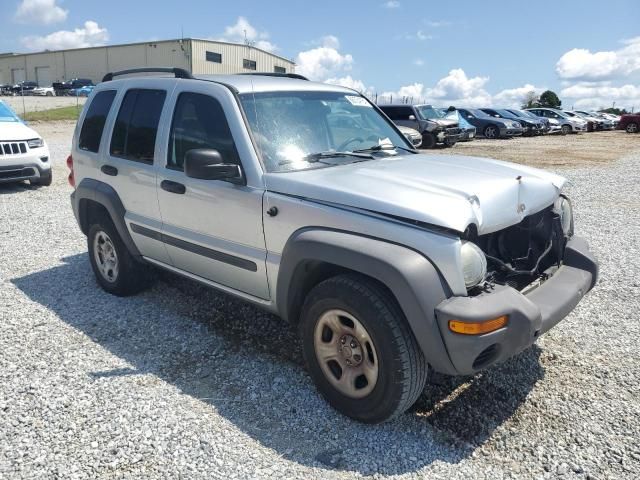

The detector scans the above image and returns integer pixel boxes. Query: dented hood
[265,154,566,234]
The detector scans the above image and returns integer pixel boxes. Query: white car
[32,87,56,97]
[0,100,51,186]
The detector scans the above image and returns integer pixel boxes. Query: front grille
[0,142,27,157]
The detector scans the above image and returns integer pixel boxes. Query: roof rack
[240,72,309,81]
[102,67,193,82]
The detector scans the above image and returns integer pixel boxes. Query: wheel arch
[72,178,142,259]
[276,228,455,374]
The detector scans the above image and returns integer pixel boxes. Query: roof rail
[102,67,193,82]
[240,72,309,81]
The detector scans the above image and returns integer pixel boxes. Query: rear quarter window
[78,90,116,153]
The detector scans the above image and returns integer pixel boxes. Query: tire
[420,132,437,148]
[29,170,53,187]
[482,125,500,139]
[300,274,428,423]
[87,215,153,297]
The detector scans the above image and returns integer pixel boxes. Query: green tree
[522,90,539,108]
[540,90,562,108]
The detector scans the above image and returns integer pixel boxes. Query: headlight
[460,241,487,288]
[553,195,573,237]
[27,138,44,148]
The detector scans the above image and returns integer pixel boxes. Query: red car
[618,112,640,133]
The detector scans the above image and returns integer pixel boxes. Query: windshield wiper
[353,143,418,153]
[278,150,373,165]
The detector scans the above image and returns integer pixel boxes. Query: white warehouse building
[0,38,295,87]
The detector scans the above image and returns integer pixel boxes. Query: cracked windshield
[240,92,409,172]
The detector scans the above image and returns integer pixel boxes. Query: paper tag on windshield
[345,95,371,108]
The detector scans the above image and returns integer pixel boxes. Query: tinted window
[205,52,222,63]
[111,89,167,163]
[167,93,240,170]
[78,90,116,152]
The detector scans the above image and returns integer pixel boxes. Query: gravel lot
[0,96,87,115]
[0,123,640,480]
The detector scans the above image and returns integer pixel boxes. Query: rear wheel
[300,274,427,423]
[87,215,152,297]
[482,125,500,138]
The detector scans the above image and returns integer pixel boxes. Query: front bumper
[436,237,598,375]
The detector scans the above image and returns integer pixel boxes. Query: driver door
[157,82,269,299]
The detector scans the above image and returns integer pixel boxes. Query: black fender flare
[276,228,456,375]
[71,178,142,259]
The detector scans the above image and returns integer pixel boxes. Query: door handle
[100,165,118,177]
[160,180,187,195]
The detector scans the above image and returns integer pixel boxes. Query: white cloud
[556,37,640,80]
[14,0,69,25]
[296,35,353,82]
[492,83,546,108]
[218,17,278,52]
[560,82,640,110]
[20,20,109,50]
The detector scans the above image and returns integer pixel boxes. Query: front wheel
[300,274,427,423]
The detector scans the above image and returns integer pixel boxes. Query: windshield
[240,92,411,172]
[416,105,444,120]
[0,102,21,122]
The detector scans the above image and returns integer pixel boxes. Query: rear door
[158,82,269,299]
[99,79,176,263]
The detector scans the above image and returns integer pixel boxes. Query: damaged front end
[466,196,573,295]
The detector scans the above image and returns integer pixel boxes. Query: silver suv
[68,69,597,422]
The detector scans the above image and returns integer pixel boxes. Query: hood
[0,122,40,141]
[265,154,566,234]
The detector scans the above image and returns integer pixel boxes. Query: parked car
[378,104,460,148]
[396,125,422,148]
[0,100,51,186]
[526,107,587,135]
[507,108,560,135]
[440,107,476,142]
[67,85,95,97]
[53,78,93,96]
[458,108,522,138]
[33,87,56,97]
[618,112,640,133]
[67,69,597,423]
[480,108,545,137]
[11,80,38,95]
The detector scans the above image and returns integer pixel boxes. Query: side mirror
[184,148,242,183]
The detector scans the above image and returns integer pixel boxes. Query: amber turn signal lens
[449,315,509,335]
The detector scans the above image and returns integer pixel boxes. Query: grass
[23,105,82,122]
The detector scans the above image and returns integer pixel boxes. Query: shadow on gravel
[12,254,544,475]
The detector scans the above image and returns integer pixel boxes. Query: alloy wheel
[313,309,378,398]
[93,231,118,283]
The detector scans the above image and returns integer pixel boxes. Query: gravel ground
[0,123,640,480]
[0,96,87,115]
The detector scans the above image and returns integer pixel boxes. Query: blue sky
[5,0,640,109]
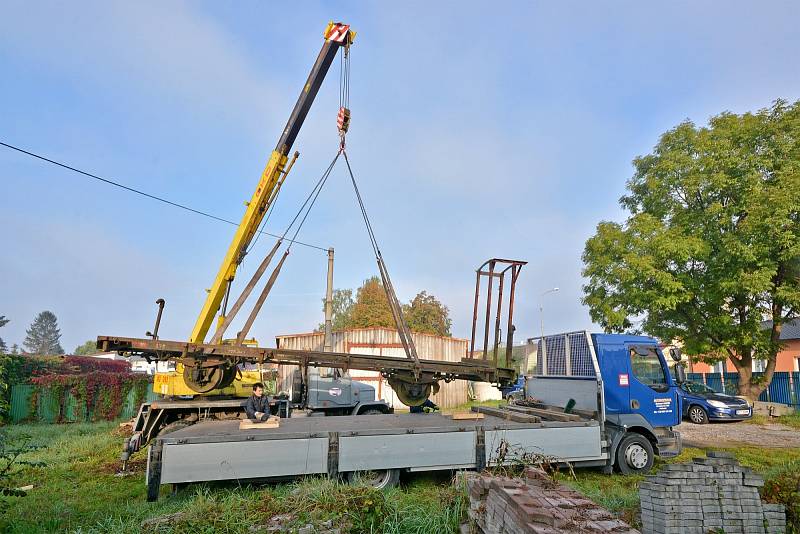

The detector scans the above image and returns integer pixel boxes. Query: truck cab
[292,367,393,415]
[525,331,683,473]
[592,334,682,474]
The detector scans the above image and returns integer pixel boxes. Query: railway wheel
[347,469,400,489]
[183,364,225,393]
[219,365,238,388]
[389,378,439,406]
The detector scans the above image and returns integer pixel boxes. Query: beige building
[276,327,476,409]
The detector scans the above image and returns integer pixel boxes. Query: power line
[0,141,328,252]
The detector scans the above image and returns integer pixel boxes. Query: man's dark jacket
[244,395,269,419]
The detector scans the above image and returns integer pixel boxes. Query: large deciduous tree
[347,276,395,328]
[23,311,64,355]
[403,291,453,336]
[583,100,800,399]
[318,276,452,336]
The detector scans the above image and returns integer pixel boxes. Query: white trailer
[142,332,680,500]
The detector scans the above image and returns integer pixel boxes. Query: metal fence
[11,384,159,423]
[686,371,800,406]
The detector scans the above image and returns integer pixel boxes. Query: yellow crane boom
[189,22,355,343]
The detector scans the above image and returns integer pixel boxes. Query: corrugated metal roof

EXERCISE BRIEF: Rewrite the stretch of the listing from the line containing "man's dark jacket" through the end of the listing, keeping every line. Shift each bounding-box coordinate by -125.

SOLUTION FOR THIS PROBLEM:
The detector scans the above image and returns integer pixel boxes. Query: man's dark jacket
[119,270,144,294]
The detector scans the above image and returns integer pixel boxes. Query: large deciduous tree
[222,151,270,203]
[-102,186,-61,230]
[278,166,328,211]
[458,-25,675,274]
[193,151,327,211]
The detector scans the above image and returns integer pixel boxes. Query: white trailer
[17,207,555,375]
The detector scans the above image and returns integer pixel boxes. Query: metal fence
[-114,259,34,298]
[561,246,675,281]
The detector scans the above image and returns integer pixel boxes. Query: yellow crane boom
[64,-103,230,218]
The detector scans the above image and returns integer pixel boxes. Query: corrugated metal roof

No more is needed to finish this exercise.